Print the records below exactly, leaving out nothing.

___ INPUT

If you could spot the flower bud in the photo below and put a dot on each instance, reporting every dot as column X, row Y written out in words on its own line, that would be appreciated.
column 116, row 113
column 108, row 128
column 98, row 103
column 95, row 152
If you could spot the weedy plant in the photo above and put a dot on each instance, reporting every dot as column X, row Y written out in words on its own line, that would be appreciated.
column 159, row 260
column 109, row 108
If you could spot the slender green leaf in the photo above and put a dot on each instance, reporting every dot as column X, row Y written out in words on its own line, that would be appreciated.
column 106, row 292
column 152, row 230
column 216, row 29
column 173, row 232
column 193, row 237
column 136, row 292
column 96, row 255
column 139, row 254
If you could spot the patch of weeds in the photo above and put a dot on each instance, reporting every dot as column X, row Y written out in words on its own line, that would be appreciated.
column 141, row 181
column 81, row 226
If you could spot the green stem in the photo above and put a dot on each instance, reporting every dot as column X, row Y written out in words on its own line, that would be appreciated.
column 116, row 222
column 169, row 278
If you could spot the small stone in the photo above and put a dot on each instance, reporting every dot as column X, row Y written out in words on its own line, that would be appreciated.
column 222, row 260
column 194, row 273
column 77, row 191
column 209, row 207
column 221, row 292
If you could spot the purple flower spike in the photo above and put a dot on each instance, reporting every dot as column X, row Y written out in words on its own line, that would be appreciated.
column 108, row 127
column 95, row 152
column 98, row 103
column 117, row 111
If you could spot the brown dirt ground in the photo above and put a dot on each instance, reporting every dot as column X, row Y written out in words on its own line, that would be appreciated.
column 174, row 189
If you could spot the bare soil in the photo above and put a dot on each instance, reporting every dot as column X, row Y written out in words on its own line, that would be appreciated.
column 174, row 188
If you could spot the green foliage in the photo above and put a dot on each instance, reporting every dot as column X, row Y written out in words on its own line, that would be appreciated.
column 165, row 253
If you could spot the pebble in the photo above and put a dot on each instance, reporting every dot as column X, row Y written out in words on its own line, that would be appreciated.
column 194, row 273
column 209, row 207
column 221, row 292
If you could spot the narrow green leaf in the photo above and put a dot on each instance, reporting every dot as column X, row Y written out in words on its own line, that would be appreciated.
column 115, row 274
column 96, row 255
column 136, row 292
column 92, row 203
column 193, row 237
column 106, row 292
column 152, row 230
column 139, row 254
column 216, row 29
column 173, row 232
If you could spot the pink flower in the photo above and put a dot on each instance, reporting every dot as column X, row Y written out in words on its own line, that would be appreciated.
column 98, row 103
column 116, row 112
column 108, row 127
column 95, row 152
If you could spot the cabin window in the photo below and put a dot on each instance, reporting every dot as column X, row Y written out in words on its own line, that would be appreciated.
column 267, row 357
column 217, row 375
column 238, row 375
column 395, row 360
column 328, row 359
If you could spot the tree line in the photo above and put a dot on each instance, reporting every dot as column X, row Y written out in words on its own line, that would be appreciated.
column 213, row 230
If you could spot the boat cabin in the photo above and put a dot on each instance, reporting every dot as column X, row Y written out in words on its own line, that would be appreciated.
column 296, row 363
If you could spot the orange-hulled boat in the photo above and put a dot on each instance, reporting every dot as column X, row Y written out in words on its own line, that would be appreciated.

______

■ **SOLVED EXERCISE**
If you could spot the flower bud in the photo below and put a dot on each instance, reporting every dot as column X, row Y written out in words on its own line, that would be appreciated.
column 116, row 113
column 108, row 128
column 98, row 103
column 95, row 152
If you could spot the weedy plant in the photo above and put a dot on each instance, reporting every dot as column X, row Y written out in words on its own line, that would be appreciated.
column 159, row 260
column 109, row 108
If you could spot the slender green leaf in the photo above and put a dot on each instance, reporting every dot as column X, row Y written out in words on its own line, that would be appreciated.
column 106, row 292
column 152, row 230
column 216, row 29
column 173, row 232
column 193, row 237
column 136, row 292
column 96, row 255
column 139, row 254
If you could spot the patch of weeds in the photo above and put a dot on each instance, reporting every dot as column X, row Y written out in words on its own line, that would be appreciated.
column 141, row 181
column 81, row 226
If you could spot the green stem in the photo above and put a dot on each instance, reporting every dot as column X, row Y written out in words on its own line, that would be appreciated.
column 116, row 222
column 169, row 278
If you could spot the small stone in the photo above and put a dot on each instance, reporting every dot as column X, row Y written out in words on its own line, that would be appreciated.
column 222, row 260
column 194, row 273
column 77, row 191
column 209, row 207
column 221, row 292
If you could spot the purple flower spike in the photo above and put a dot on each instance, reporting every dot as column X, row Y written out in words on its own line, that would be appreciated.
column 108, row 127
column 95, row 152
column 98, row 103
column 117, row 111
If you could spot the brown dirt ground in the photo above and put a dot on each instance, reporting every dot as column X, row Y written out in words on its own line, that would be appreciated.
column 174, row 189
If you could spot the bare soil in the photo above and put a dot on each instance, reporting every dot as column X, row Y written out in words on its own line, that would be appreciated.
column 174, row 188
If you could spot the green foliage in the photo above and put a dot on each instance, reporting every dot as column X, row Y written out in words on its own line, that would be appreciated.
column 165, row 253
If you could spot the pebble in the photo above and put a dot on each instance, reporting every dot as column X, row Y written out in words on its own line, that would be appreciated.
column 194, row 273
column 209, row 207
column 221, row 292
If you could spot the narrow green leaf in the photo above and put a dot on each instance, reporting every dot as column X, row Y written out in words on its own line, that would be appreciated.
column 115, row 274
column 96, row 255
column 136, row 292
column 92, row 203
column 193, row 237
column 106, row 292
column 152, row 230
column 139, row 254
column 216, row 29
column 173, row 232
If you could spot the pink flower in the photo above and put a dot on each instance, reporting every dot as column X, row Y written out in words on its own line, that would be appreciated.
column 98, row 103
column 116, row 112
column 108, row 127
column 95, row 152
If you could spot the cabin window in the photo below and put a dot on each instance, reporting every dot as column X, row Y written out in words on its own line, that would be appreciated.
column 267, row 357
column 217, row 375
column 238, row 375
column 395, row 360
column 328, row 359
If you could spot the tree line in the photo above and put a dot on each instance, reporting every dot as column X, row Y written out in words on its own line, that would be appreciated.
column 213, row 230
If you could spot the boat cabin in the photo above and put a dot on each instance, reporting every dot as column X, row Y written out in words on its own line, that would be appreciated.
column 296, row 363
If you could spot the orange-hulled boat in the photo above and put a dot on each instance, reporting every dot as column X, row Y written out in words on its own line, that would be appreciated.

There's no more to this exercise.